INSTRUCTIONS FOR THE TASK:
Lay out the data below as a Markdown table with the columns Row and Data line, numbering each line and leaving out blank lines. Leave the pictures out of the table.

SUPPLIED DATA:
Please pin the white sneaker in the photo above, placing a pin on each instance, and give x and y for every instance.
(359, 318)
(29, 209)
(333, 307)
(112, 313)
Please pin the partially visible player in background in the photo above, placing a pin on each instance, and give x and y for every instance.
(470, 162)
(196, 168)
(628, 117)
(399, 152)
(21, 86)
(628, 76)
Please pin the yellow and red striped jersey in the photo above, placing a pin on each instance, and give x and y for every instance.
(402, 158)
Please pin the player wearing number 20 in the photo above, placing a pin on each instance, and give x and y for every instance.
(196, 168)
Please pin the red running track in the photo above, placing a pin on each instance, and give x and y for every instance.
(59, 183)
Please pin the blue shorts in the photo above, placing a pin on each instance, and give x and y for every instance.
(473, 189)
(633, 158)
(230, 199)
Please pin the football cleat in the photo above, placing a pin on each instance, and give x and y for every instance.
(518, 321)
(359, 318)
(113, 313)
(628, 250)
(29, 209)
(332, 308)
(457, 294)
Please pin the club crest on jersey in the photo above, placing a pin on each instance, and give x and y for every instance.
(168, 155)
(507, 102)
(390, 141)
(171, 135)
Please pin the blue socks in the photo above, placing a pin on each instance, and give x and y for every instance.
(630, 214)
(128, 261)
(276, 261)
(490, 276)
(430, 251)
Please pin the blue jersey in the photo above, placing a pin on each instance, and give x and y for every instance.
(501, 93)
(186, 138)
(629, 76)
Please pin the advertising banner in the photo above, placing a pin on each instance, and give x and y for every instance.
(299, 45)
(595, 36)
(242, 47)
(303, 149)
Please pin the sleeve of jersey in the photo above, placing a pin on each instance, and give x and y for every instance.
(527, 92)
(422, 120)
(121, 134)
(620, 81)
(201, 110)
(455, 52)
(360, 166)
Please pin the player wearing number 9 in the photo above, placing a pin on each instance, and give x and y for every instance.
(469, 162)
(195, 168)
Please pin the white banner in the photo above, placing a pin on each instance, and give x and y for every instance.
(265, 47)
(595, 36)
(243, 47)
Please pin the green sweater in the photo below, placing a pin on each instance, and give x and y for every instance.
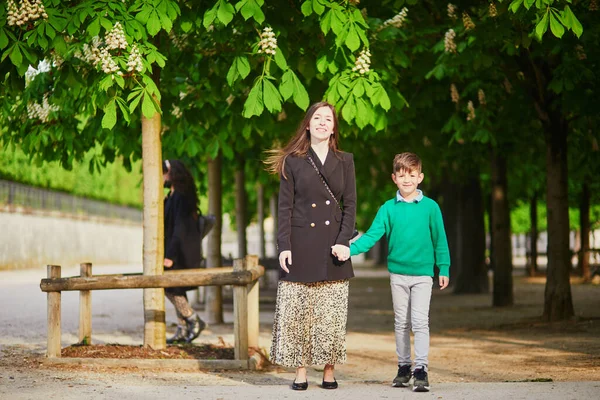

WRITTEN SOLUTION:
| Row | Data line |
|---|---|
| 1 | Please pin the white sneaker in the photo above, placing a pin on each instance, and give x and y for every instance. |
| 2 | (359, 318) |
| 3 | (29, 209) |
| 4 | (333, 307) |
| 5 | (112, 313) |
| 6 | Please pin the partially visible player in background in the photo above, placing a pin on each instance, and give x and y for every instance. |
| 7 | (470, 162) |
| 8 | (196, 168) |
| 9 | (628, 117) |
| 10 | (399, 152) |
| 11 | (21, 86) |
| 12 | (628, 76) |
| 13 | Please pin the yellow and red striped jersey in the photo above, placing a pin on each instance, and give x and y for every instance. |
| 14 | (402, 158) |
| 15 | Please pin the player wearing number 20 in the photo above, placing a pin on each instance, and give x and y for every instance. |
| 16 | (196, 168) |
| 17 | Please pin the red running track in the photo above, placing a pin on each instance, and give x and y for every instance. |
| 18 | (59, 183) |
| 19 | Please pin the blue shorts in the photo above, placing a pin on each instance, and give x and y for every instance. |
| 20 | (473, 189) |
| 21 | (633, 158) |
| 22 | (230, 199) |
| 23 | Please pin the football cleat in the photo above, placing a pin on each instance, and give x and y for every instance. |
| 24 | (518, 321) |
| 25 | (359, 318) |
| 26 | (113, 313) |
| 27 | (628, 250) |
| 28 | (29, 209) |
| 29 | (332, 308) |
| 30 | (457, 294) |
| 31 | Please pin the club crest on jersey in the photo above, placing a pin on each instance, and give x and y for every instance. |
| 32 | (168, 155) |
| 33 | (507, 102) |
| 34 | (390, 141) |
| 35 | (171, 135) |
| 36 | Please pin the blue socks in the photo above, placing a pin on each instance, and give x and y for every instance. |
| 37 | (630, 214) |
| 38 | (128, 261) |
| 39 | (276, 261) |
| 40 | (490, 276) |
| 41 | (430, 251) |
| 42 | Please pin the blue jersey in the photo above, placing a pin on each instance, and give x and y for every instance. |
| 43 | (501, 93) |
| 44 | (186, 138) |
| 45 | (629, 76) |
| 46 | Please pin the advertising banner in the photo above, placing a pin on each instance, and give x and y for every instance. |
| 47 | (299, 45) |
| 48 | (595, 36) |
| 49 | (242, 47) |
| 50 | (303, 149) |
| 51 | Please pin the sleeve of jersey in the photo above, placing a pin on each instance, and give x and y for every instance. |
| 52 | (527, 92) |
| 53 | (422, 120) |
| 54 | (121, 134) |
| 55 | (620, 81) |
| 56 | (201, 110) |
| 57 | (455, 52) |
| 58 | (360, 166) |
| 59 | Please pin the player wearing number 9 in the photo above, placing a pin on each instance, and give x and y for every instance. |
| 60 | (469, 162) |
| 61 | (195, 168) |
| 62 | Please pin the white banner in the photo above, placing a pin on each instance, and give x and y for every instance. |
| 63 | (265, 47) |
| 64 | (595, 36) |
| 65 | (243, 47) |
| 66 | Please pin the green sweater in the photo below, placing a pin on each instance, and give x and y for every instance. |